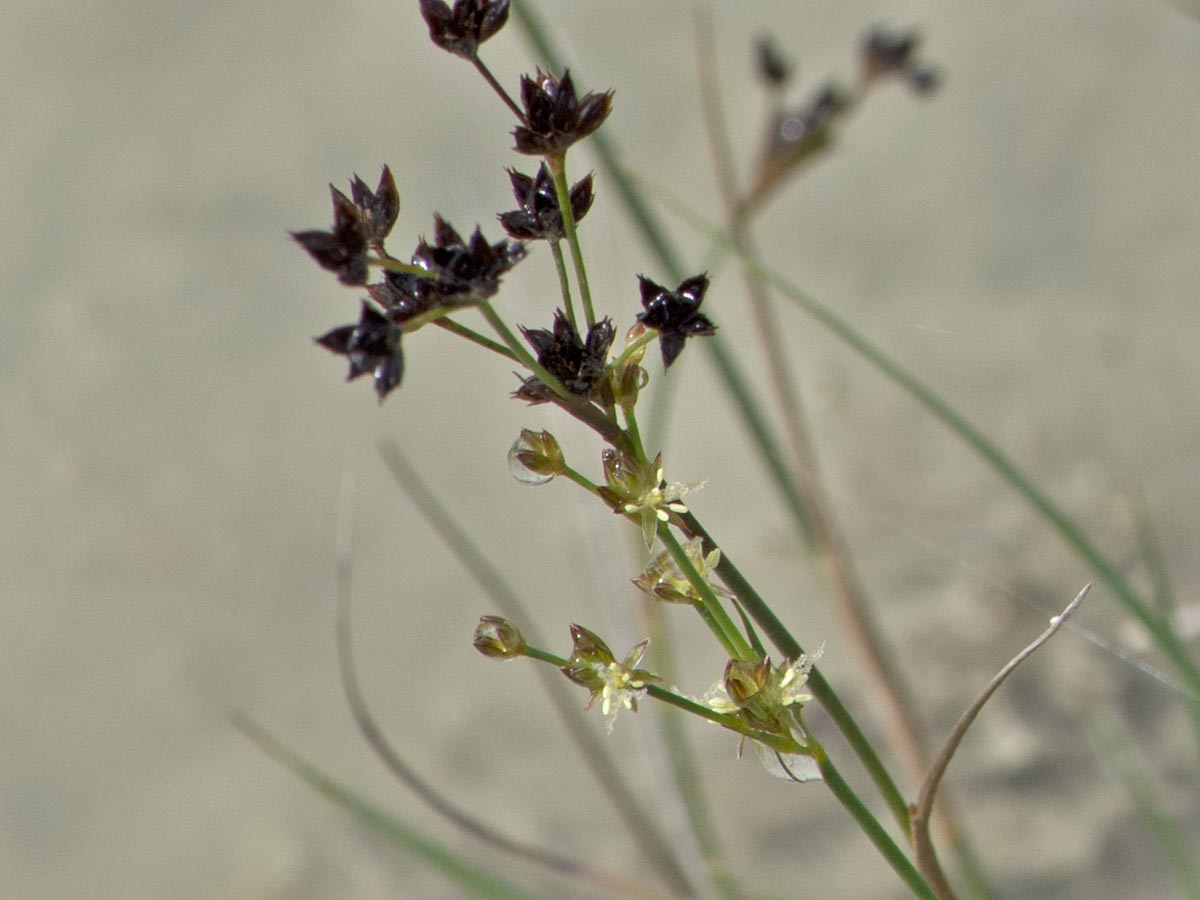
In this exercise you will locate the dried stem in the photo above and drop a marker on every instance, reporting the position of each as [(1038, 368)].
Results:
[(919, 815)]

* * *

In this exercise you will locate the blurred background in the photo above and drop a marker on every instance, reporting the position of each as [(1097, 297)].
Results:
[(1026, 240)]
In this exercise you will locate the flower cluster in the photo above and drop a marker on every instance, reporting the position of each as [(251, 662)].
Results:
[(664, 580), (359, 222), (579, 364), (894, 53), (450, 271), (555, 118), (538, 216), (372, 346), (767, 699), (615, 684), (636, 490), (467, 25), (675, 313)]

▶ Task
Recast the lines from the one containing "In this exercise you will locate the dried" through the one containing "[(919, 815)]" as a Markdown table with two columns, Number and Line, skipping any blank lines.

▶ Answer
| Number | Line |
|---|---|
| 1 | In this exercise you will locate the dried stem in the photo above and drop a marker on every instance, reporting the position of each as [(1038, 368)]. |
| 2 | Results: |
| 3 | [(919, 815)] |